### Material from a data collection
(begin)
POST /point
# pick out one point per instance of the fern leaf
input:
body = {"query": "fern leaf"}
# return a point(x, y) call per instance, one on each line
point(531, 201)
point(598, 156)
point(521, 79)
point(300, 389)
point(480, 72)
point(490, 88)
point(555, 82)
(end)
### What to work on
Retype all of the material above line for line, with no changes.

### Response to the exercise
POST /point
# pick out one point per instance of the fern leaf
input:
body = {"query": "fern leaf"}
# return a point(x, y) call per instance, one on each line
point(531, 201)
point(598, 156)
point(521, 79)
point(300, 389)
point(480, 72)
point(490, 88)
point(555, 82)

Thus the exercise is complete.